**Source text:**

:::::

Anarchists in the Gulag (and prison and exile)

Bolshevik repression of anarchists after 1917

Revolutionary thought in Russia, 19th-early 20th century: An encyclopaedia [Book review]

leave a comment »

Revolutionary thought in Russia, 19th-early 20th century: An encyclopaedia [Revolyutsionnaya mysl v Rossii XIX-nachala XX veka: Entsiklopediya]. Editor in chief V.V. Zhuravlyov. Politicheskaya Entsiklopediya, Moscow, 2013, 613 pgs. In Russian. rosspen.su/ru/catalog/.view/good/978-5-8243-1834-0/

This book, a massive, large-format hardcover volume, is the last in a series of reference guides that Moscow-based publisher Politicheskaya Entsiklopediya (or RossPEn) has over the last decade dedicated to the development of Russia’s pre-1917 political ideologies. These included books on conservative and liberal thinking.

As diverse the revolutionary movements in the Russian Empire were, and as turbulent the last century or so of its history were, there was a wealth of these movements. Soviet-era histories of the revolution were obviously biased, presenting pretty much everything as a progression towards the great united party, focusing on obscure Marxist circles to a much greater extent than some of the movements that had larger following and more influence on the non-stop litany of strikes, riots or political violence that is the Russian history of the era – and Bolsheviks’ opponents and rivals were usually vilified. Now, some years after the fall of the USSR, with some of the ideological strangleholds lifted, some (but not all) archives opened to researchers, and foreign and emigre sources more easily available, the time is probably right to sum up and to uncover some of these hitherto hidden histories.

In his preface, the encyclopaedia’s editor in chief Dr Valeriy Vasilyevich Zhuravlyov noted that “objective circumstances, combined with subjective factors, made ripening of revolutionary ideas within society natural and ultimately inevitable, which, in their turn, became a powerful mobilising factor for growth of these ideas into revolutionary practice” (pp. 6-7). The post-Soviet historians’ interest in liberal and conservative ideologies has been almost as one-sided as the Soviet communist slant, and this encyclopaedia is a contribution to redress it.

As the title suggests, the book is focusing not so much on the minutiae of the tide of events but as much or more on the ideas, on ideological constructs and on the analyses of social situations and political events.

As Zhuravlyov’s foreword notes, it is “intended to reproduce in systematised manner a kaleidoscope of socially important ideas of radical part of Russian society within boundaries of revolutionary socio-political thought” (p. 6).

The three major groups of articles include entries on general topics such as Anarchism (pp. 32-35) or the People – these are usually lengthy and suggest ways to explore the wealth of information therein; biographies of everyone who was anyone from Alexander Radishchev and the Decembrists through to Joseph Stalin and Leon Trotsky, with questions of “what these people thought” or “what their ideological trajectories or alliances were” usually answered in more detail than questions such as “what happened to them”, and often in their own words, with key passages quoted; and entries on influential publications, legal, emigre and clandestine.

:::::

**Directive 1:**
According to the review, which publisher released the encyclopedia of Russian revolutionary thought?
**Directive 2:**
Using the review, explain why it judges the present as probably the right time to sum up and uncover hidden histories of Russia's revolutionary movements.
The records have no connection to the review.

**Listed entries:**
:::::

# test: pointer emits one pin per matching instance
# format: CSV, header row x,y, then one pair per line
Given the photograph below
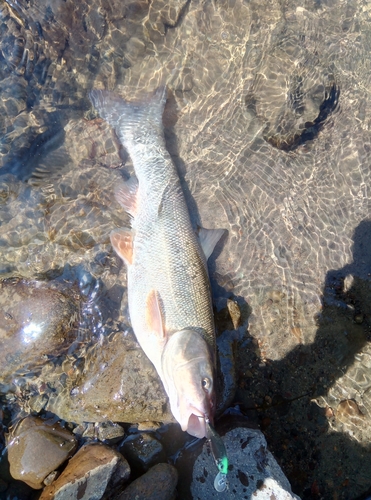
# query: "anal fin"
x,y
122,242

:::::

**Exercise answer 1:**
Politicheskaya Entsiklopediya (RossPEn), based in Moscow.

**Exercise answer 2:**
Some years after the fall of the USSR, some of the ideological strangleholds have been lifted. Some archives have also opened to researchers, and foreign and emigre sources are easier to obtain.